[Pointing records]
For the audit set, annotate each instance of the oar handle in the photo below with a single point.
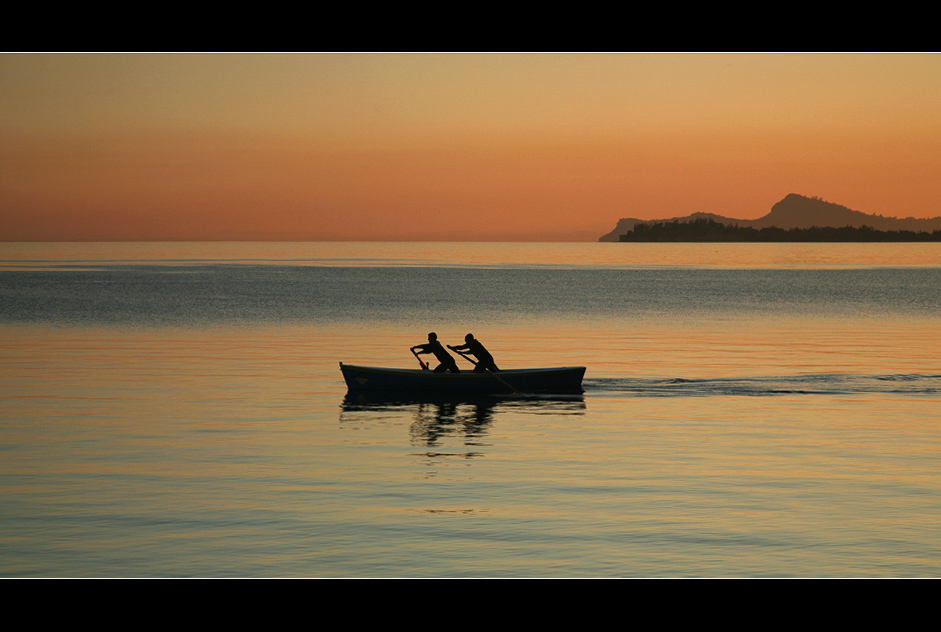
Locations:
(492, 374)
(420, 363)
(463, 355)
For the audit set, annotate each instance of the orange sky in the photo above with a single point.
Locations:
(489, 147)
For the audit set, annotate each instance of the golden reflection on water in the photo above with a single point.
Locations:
(734, 255)
(233, 450)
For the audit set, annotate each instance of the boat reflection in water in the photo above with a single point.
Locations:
(436, 417)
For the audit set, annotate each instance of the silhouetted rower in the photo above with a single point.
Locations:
(484, 359)
(433, 346)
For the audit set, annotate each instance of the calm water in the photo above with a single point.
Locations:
(749, 410)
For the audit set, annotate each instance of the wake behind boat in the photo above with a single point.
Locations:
(549, 380)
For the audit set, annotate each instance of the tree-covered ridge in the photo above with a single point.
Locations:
(707, 230)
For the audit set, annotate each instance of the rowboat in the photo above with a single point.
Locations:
(551, 380)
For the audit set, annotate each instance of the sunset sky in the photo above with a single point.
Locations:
(452, 147)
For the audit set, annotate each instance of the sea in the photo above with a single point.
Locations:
(749, 410)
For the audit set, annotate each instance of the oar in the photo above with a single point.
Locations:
(423, 365)
(501, 380)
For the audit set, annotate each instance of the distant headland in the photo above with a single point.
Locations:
(795, 218)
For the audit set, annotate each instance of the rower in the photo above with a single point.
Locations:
(433, 346)
(485, 361)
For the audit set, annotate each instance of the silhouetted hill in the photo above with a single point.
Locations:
(796, 211)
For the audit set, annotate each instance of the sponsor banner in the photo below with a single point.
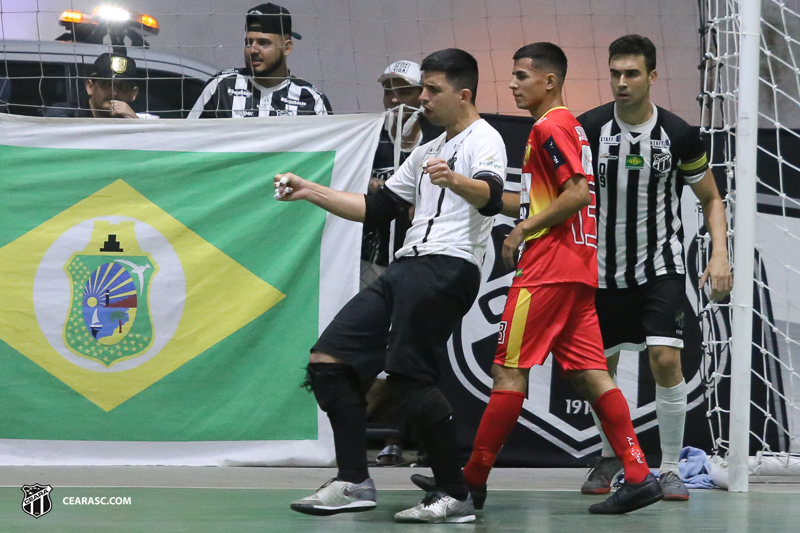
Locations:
(158, 303)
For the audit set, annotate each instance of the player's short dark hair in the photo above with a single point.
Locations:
(634, 45)
(459, 67)
(545, 57)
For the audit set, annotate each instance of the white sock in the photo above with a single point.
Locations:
(671, 413)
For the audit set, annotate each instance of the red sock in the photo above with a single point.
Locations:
(497, 422)
(615, 417)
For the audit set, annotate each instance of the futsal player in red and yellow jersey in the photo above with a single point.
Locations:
(550, 306)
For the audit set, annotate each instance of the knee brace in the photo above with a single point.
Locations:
(335, 385)
(420, 402)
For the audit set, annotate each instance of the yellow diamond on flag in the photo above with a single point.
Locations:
(113, 294)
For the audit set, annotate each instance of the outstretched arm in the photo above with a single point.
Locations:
(718, 268)
(511, 204)
(574, 196)
(348, 205)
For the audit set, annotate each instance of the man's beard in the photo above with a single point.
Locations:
(270, 69)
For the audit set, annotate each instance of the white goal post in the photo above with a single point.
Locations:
(751, 100)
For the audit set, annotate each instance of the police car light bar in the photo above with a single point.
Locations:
(109, 14)
(112, 14)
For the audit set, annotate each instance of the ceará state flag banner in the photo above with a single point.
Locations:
(156, 303)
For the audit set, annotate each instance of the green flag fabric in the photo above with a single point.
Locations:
(156, 303)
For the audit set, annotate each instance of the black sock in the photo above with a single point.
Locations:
(349, 425)
(440, 442)
(339, 393)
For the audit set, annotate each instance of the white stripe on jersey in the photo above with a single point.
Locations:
(319, 104)
(208, 92)
(240, 101)
(294, 93)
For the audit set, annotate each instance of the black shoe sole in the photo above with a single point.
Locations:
(427, 484)
(314, 511)
(651, 493)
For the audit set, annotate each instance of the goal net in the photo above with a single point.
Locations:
(774, 408)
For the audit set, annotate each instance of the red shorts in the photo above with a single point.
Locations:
(558, 318)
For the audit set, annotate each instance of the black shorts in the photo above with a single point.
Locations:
(652, 314)
(401, 323)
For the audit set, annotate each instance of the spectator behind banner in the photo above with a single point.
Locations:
(111, 87)
(265, 87)
(401, 87)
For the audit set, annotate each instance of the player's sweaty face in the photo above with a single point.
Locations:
(528, 85)
(264, 53)
(440, 100)
(630, 81)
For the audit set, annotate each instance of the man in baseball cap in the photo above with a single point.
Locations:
(265, 87)
(111, 86)
(270, 18)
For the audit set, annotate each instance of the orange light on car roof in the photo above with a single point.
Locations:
(73, 16)
(149, 21)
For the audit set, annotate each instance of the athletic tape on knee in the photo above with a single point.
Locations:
(335, 386)
(420, 402)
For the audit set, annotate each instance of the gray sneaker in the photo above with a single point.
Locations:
(439, 508)
(673, 487)
(338, 497)
(601, 476)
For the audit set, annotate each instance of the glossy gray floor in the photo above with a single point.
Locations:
(257, 499)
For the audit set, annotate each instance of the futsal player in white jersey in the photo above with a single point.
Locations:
(643, 155)
(455, 185)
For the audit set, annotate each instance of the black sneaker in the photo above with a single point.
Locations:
(631, 496)
(601, 476)
(428, 484)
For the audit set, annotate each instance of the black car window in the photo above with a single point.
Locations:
(35, 85)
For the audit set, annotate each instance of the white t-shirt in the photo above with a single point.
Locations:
(444, 222)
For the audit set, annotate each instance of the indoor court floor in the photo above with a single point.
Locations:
(245, 499)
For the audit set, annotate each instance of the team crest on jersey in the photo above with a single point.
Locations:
(290, 101)
(36, 500)
(662, 162)
(634, 162)
(239, 92)
(553, 413)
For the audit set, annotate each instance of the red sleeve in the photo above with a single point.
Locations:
(561, 143)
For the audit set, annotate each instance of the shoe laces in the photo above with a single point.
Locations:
(668, 476)
(432, 497)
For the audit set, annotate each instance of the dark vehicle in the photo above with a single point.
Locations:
(41, 74)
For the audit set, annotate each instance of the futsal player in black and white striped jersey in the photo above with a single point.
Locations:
(402, 321)
(265, 87)
(643, 155)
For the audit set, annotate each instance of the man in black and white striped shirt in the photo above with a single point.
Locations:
(642, 157)
(265, 87)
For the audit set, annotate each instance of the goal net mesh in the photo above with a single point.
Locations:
(775, 375)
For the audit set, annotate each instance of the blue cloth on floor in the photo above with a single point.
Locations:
(695, 469)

Task
Write out all of the lines above again, substituting "mark" for every "annotate" and leaving everything else unchanged. Omit the pictures.

Solved problem
For the audit set, mark each instance of the oar handle in the photo below with a single point.
Locations:
(492, 374)
(420, 363)
(463, 355)
For the audit set, mark each instance of the orange sky in the photo above with a single point.
Locations:
(489, 147)
For the audit set, mark each instance of the golden reflection on water in the photo above with a single point.
Locations:
(734, 255)
(233, 450)
For the audit set, mark each instance of the boat reflection in water in the photo above with a single point.
Locations:
(436, 417)
For the audit set, mark each instance of the silhouetted rower in the photo above with a single point.
Locations:
(484, 359)
(433, 346)
For the audit set, mark each instance of the calm water in the photo above with a single point.
Locations:
(749, 410)
For the audit set, mark each instance of the wake behind boat in the photo above with a single point.
Locations:
(549, 380)
For the audit set, mark each instance of the tree-covered ridge in the photo above with a single point.
Locations:
(707, 230)
For the audit set, mark each instance of the rowboat in the photo above with a single point.
Locations:
(551, 380)
For the audit set, mark each instance of the sunset sky in the photo above with a single point.
Locations:
(452, 147)
For the audit set, mark each instance of the sea in the photo above with a single point.
Locations:
(749, 410)
For the audit set, mark each instance of the oar in the photo above with a single point.
Locations:
(423, 365)
(501, 380)
For the audit set, mark each instance of the distant headland in the photo above with a single point.
Locations:
(795, 218)
For the audit set, mark each instance of the rower in the photo above with a single point.
Locations:
(433, 346)
(485, 361)
For the audit set, mark each instance of the silhouetted hill in the photo above with a single point.
Locations:
(796, 211)
For the audit set, mark each instance of the sponsor banner in the photo below with a single point.
Locations:
(158, 303)
For the audit set, mark each instance of the player's short dark hair in the photo above with a single point.
Locations:
(634, 45)
(459, 67)
(545, 57)
For the audit set, mark each instance of the white sock in the photo above with a single point.
Locations:
(671, 413)
For the audit set, mark each instance of the red sock in the photo above with a single point.
Locations:
(497, 422)
(615, 417)
For the audit set, mark each instance of the futsal player in red and yellow jersey in the photo above with a single point.
Locations:
(550, 306)
For the audit set, mark each instance of the knee brace in the photo above with a single point.
Locations:
(335, 385)
(420, 402)
For the audit set, mark each instance of the yellow diamond on flag in the photo above with a single point.
Locations:
(113, 294)
For the audit set, mark each instance of the outstretched arm in the photo above with a single point.
Locations:
(718, 268)
(511, 204)
(574, 196)
(348, 205)
For the audit set, mark each instance of the man's beard in the photo above with a single point.
Locations:
(270, 69)
For the audit set, mark each instance of the white goal post in the photo above with a single point.
Locations:
(751, 100)
For the audit set, mark each instance of the police car light bar in the photo above with a single point.
Locations:
(109, 14)
(112, 14)
For the audit set, mark each instance of the ceará state flag banner in the photo above with a single point.
Locations:
(156, 303)
For the audit set, mark each instance of the green flag fabric in the photo above with a single point.
Locations:
(156, 303)
For the audit set, mark each instance of the black sock in the photo above with a single point.
Locations:
(349, 425)
(440, 442)
(339, 393)
For the audit set, mark each instance of the white stripe on jersey in the photo above with a single point.
Locations:
(319, 104)
(208, 92)
(240, 101)
(294, 93)
For the audit set, mark each instance of the black shoe sole in the photo above with a single point.
Locations:
(427, 484)
(314, 511)
(651, 493)
For the audit set, mark each instance of the goal net in the photo above with a single point.
Locations:
(774, 408)
For the audit set, mark each instance of the red shorts in the photo above with a single point.
Locations:
(558, 318)
For the audit set, mark each instance of the black shorts in the photo above with a single point.
Locations:
(652, 314)
(401, 323)
For the audit set, mark each instance of the spectator behind banner in the photo above with a single point.
Locations:
(111, 87)
(265, 87)
(401, 87)
For the audit set, mark each instance of the player's sweaty face in the photo above with a single point.
Locations:
(528, 85)
(264, 53)
(440, 100)
(630, 81)
For the audit set, mark each instance of the man in baseball cap in the photo above with a single point.
Locations:
(265, 87)
(111, 86)
(270, 18)
For the audit set, mark each instance of the orange light on car roof in the photo above with a single point.
Locations:
(73, 16)
(149, 21)
For the audit set, mark each instance of the athletic tape on knee in the photo above with a single point.
Locations:
(335, 386)
(420, 402)
For the audit set, mark each instance of the gray sneaker in the photo above with a single point.
Locations:
(439, 508)
(673, 487)
(338, 497)
(601, 476)
For the audit set, mark each instance of the glossy gray floor in the photo above with a single point.
Locations:
(257, 499)
For the audit set, mark each instance of the futsal player in white jersey in the photo above with a single point.
Locations:
(643, 155)
(455, 185)
For the audit set, mark each instance of the black sneaker in the photo above with a single point.
Locations:
(631, 496)
(601, 476)
(428, 484)
For the audit set, mark each instance of the black car window in the photo above with a single point.
Locations:
(35, 85)
For the audit set, mark each instance of the white t-shirt in the photo above with a single point.
Locations:
(444, 222)
For the audit set, mark each instance of the indoor court floor in the photo above with a single point.
Locations:
(245, 499)
For the audit set, mark each instance of the team crest on jersey in the photo above with a single point.
Locations:
(290, 101)
(36, 500)
(662, 162)
(634, 162)
(239, 92)
(553, 413)
For the audit set, mark each instance of the red sleeve in the photo above with a single point.
Locations:
(561, 143)
For the audit set, mark each instance of the shoe laces in the photo above with a single point.
Locations:
(668, 476)
(432, 497)
For the audit set, mark each instance of the dark vehicle in the photo above with a single point.
Locations:
(41, 74)
For the audit set, mark each instance of the futsal player in black and white striped jersey in the photo above with a single point.
Locations:
(402, 321)
(265, 87)
(643, 155)
For the audit set, mark each instance of the man in black and white striped shirt in the photo above with a single point.
Locations:
(642, 157)
(265, 87)
For the audit set, mark each instance of the goal net mesh in the photo above with a single point.
Locations:
(775, 375)
For the audit set, mark each instance of the blue cloth on floor in the photo above with a single point.
Locations:
(695, 469)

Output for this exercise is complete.